→ Textauszug:
Damit wurde gegen die sozialversicherungsrechtliche Meldepflicht des § 33 Abs. 1 ASVG verstoßen.

x hat somit jeweils Verwaltungsübertretungen nach § 33 Abs. 1 ASVG iVm § 111 Abs. 1 Z 1 ASVG begangen.

 

Wegen dieser Verwaltungsübertretungen wird über x für jeden der oben angeführten nicht gemeldeten Arbeiter eine Geldstrafe von 365 Euro, falls diese uneinbringlich ist, eine Ersatzfreiheitsstrafe von jeweils 11 Stunden, jeweils gemäß § 111 Abs. 2 ASVG idgF verhängt.

 

II.       Darüber hinaus hat x gemäß § 52 Abs. 1 und 2 VwGVG 219 Euro als Beitrag zu den Kosten des Beschwerdeverfahrens zu zahlen.

→ Vorliegende Angaben:
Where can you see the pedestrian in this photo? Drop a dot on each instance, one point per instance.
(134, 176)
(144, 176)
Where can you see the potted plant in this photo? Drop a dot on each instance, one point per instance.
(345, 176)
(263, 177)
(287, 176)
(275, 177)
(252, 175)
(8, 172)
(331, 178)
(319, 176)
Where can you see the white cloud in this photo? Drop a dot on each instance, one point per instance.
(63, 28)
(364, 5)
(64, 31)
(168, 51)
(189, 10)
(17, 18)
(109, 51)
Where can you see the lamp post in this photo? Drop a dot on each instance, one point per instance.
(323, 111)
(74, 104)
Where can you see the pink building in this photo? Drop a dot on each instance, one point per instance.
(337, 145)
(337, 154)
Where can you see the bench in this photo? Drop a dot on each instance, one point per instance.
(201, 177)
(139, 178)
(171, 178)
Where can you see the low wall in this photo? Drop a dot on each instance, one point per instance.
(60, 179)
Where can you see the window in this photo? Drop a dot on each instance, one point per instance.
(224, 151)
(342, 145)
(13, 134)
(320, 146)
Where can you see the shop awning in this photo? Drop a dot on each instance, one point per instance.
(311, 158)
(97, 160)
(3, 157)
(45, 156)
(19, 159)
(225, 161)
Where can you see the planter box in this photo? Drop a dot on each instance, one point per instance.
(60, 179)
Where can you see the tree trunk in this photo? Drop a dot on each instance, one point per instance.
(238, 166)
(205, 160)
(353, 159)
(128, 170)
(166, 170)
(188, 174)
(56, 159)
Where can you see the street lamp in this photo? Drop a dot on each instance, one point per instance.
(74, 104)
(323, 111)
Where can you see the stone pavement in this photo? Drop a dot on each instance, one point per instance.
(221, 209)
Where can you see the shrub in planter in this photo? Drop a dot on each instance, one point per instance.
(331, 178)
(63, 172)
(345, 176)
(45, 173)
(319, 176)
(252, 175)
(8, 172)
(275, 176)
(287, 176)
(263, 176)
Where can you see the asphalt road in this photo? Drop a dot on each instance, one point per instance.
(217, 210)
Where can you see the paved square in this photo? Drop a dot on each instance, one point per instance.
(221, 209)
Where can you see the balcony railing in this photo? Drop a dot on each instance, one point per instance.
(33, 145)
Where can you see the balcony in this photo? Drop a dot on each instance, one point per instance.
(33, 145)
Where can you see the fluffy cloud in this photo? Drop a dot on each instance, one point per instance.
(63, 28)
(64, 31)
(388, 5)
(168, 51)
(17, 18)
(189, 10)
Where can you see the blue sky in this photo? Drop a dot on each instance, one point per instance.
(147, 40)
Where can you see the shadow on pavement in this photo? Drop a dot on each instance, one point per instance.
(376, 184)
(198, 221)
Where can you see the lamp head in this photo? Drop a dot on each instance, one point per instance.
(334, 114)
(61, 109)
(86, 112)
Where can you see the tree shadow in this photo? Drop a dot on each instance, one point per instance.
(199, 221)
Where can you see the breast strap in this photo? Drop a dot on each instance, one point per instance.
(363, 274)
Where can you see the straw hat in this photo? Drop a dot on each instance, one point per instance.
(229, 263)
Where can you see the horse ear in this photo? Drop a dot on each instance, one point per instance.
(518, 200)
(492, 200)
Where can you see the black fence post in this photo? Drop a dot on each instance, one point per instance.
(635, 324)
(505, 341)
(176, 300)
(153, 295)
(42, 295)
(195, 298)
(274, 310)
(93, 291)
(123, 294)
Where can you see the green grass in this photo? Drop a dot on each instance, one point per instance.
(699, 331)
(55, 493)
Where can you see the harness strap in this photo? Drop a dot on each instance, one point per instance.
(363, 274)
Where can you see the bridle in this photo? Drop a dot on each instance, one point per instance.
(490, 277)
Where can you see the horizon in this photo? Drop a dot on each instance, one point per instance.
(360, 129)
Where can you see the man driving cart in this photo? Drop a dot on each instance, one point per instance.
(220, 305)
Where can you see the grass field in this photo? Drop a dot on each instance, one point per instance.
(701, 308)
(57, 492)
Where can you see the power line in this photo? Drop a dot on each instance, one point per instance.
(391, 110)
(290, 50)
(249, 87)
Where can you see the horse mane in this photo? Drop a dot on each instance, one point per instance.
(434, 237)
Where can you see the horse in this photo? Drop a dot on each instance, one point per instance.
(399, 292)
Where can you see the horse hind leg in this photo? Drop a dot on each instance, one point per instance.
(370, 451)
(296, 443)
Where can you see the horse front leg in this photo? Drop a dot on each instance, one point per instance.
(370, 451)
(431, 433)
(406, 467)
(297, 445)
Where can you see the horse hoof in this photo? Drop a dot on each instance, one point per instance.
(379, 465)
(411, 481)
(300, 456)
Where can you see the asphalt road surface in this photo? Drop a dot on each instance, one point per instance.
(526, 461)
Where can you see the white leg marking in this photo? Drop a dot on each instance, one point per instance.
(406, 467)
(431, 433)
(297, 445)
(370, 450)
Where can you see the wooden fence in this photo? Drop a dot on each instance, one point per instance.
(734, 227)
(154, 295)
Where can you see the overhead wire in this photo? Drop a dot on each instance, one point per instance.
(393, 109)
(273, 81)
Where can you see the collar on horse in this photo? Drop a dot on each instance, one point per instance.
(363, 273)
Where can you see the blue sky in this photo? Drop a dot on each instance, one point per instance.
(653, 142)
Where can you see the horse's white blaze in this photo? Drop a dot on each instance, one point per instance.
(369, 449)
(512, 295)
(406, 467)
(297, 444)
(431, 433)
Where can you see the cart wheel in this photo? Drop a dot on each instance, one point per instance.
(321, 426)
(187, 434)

→ Zu erledigende Aufgaben:
(1) Fassen Sie den Textauszug in zwei Sätzen zusammen.
(2) Prüfen Sie anhand des Textauszugs, ob folgende Aussagen zutreffen: (a) Die Geldstrafe wird für jeden nicht gemeldeten Arbeiter gesondert verhängt. (b) Die Ersatzfreiheitsstrafe beträgt insgesamt 11 Stunden. (c) Der Kostenbeitrag von 219 Euro stützt sich auf § 111 Abs. 2 ASVG.

→ Antworten:
(1) x hat durch den Verstoß gegen die sozialversicherungsrechtliche Meldepflicht des § 33 Abs. 1 ASVG Verwaltungsübertretungen begangen, weshalb für jeden nicht gemeldeten Arbeiter eine Geldstrafe von 365 Euro und für den Fall der Uneinbringlichkeit eine Ersatzfreiheitsstrafe von jeweils 11 Stunden verhängt wird. Darüber hinaus hat x gemäß § 52 Abs. 1 und 2 VwGVG 219 Euro als Beitrag zu den Kosten des Beschwerdeverfahrens zu zahlen.

(2)
(a) Ja: „für jeden der oben angeführten nicht gemeldeten Arbeiter eine Geldstrafe von 365 Euro“
(b) Nein: „eine Ersatzfreiheitsstrafe von jeweils 11 Stunden“
(c) Nein: „gemäß § 52 Abs. 1 und 2 VwGVG 219 Euro als Beitrag zu den Kosten des Beschwerdeverfahrens“